— begin TEXT PASSAGE —

This may sound narrow, but here on earth, Israel is the vessel of God through which he is bringing redemption and consummation. Obviously, through Israel God already brought the scriptures and the Messiah. But God is not done. He is still using Israel as his vessel. Redemption is available through Israel’s Son, Yeshua, but redemption is not complete. God has more people and more of Creation yet to save. Further, God is not merely redeeming, but he is bringing all things to a world better than at Creation. The World to Come is greater than this world, and even greater than the world before the Fall.

How is God doing all this through Israel? Israel is his vessel. Israel is the priestly people, calling that is shared by Yeshua-followers but which is still not taken away from Israel. And Israel is at the center of all God’s covenants, his great and wise actions that bring redemption and consummation of all things.

God’s first formal covenant was with Noah, encompassing all of humankind. Yet there is nothing salvific in the covenant with Noah. It is with Abraham that redemption and consummation began to be worked out.

Through Abraham, God established a way of looking at humankind that remains to this day: Israel and the nations. In the covenant with Abraham, there are the descendants of Abraham, the blessed line, and all other peoples, blessed through Abraham’s line. God’s blessing comes through Abraham, through Israel, and through no other avenue.

God further advanced his covenant plan to redeem through the Sinai Covenant. The covenant given through Moses was about Israel being a priestly people, a people who showed God to the nations. You see this aspect of God’s plan not only in Exodus 19 but throughout the Psalms and prophets (do a concordance search on “the nations”).

— end TEXT PASSAGE —
— begin DATA LINES —

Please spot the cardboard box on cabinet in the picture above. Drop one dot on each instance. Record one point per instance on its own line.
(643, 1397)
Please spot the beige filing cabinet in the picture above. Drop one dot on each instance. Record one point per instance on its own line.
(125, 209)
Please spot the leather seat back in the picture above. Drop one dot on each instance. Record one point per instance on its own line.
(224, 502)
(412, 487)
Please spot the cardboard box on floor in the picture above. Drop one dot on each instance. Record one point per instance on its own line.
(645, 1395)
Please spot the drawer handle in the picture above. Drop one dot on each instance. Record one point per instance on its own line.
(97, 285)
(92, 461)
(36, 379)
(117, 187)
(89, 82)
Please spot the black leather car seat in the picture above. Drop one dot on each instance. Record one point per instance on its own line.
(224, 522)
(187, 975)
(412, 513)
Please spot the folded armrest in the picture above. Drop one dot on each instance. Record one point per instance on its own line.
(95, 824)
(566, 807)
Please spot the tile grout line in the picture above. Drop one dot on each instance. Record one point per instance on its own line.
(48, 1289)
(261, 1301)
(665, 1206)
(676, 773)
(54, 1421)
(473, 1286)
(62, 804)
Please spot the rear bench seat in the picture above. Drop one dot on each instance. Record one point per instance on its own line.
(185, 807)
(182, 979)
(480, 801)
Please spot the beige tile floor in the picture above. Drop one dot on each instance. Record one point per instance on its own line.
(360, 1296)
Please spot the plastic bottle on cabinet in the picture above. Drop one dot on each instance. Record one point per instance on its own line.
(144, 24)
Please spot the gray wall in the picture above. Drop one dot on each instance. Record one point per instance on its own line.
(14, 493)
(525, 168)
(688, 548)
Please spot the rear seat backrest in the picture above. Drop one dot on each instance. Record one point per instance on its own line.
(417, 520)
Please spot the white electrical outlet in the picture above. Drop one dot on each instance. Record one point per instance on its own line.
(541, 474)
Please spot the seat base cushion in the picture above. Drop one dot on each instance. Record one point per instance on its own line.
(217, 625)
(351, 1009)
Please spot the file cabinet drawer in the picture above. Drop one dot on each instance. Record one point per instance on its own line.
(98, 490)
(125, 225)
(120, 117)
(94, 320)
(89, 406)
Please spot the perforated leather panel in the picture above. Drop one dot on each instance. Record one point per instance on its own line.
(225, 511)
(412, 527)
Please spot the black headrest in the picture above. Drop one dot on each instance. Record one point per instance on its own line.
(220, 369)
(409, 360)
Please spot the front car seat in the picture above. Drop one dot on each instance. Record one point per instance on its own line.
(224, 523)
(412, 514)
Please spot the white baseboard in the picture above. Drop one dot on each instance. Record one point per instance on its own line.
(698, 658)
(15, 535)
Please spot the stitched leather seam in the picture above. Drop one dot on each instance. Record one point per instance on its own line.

— end DATA LINES —

TASKS:
[a] In the text on Israel as God's vessel, who was God's first formal covenant with?
[b] Revise the text on Israel as God's vessel: reproduce everything from "How is God doing" down to "no other avenue.", replacing "humankind" with "mankind".

ANSWERS PER TASK:
[a] Noah

[b]
How is God doing all this through Israel? Israel is his vessel. Israel is the priestly people, calling that is shared by Yeshua-followers but which is still not taken away from Israel. And Israel is at the center of all God’s covenants, his great and wise actions that bring redemption and consummation of all things.

God’s first formal covenant was with Noah, encompassing all of mankind. Yet there is nothing salvific in the covenant with Noah. It is with Abraham that redemption and consummation began to be worked out.

Through Abraham, God established a way of looking at mankind that remains to this day: Israel and the nations. In the covenant with Abraham, there are the descendants of Abraham, the blessed line, and all other peoples, blessed through Abraham’s line. God’s blessing comes through Abraham, through Israel, and through no other avenue.